YOUR GOAL = Work through the records below and copy every line that includes "Step".

INPUT FOR THIS TASK =

--

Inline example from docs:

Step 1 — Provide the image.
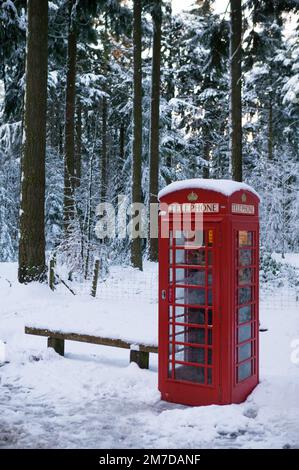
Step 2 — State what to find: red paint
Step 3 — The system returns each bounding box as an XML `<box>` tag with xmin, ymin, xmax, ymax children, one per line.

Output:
<box><xmin>158</xmin><ymin>185</ymin><xmax>259</xmax><ymax>406</ymax></box>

--

ANSWER BOX =
Step 1 — Provide the image.
Step 2 — State what to find: red paint
Step 3 — The system returns each bounding box as an XML `<box>` tag with xmin, ymin, xmax, ymax children, one per line.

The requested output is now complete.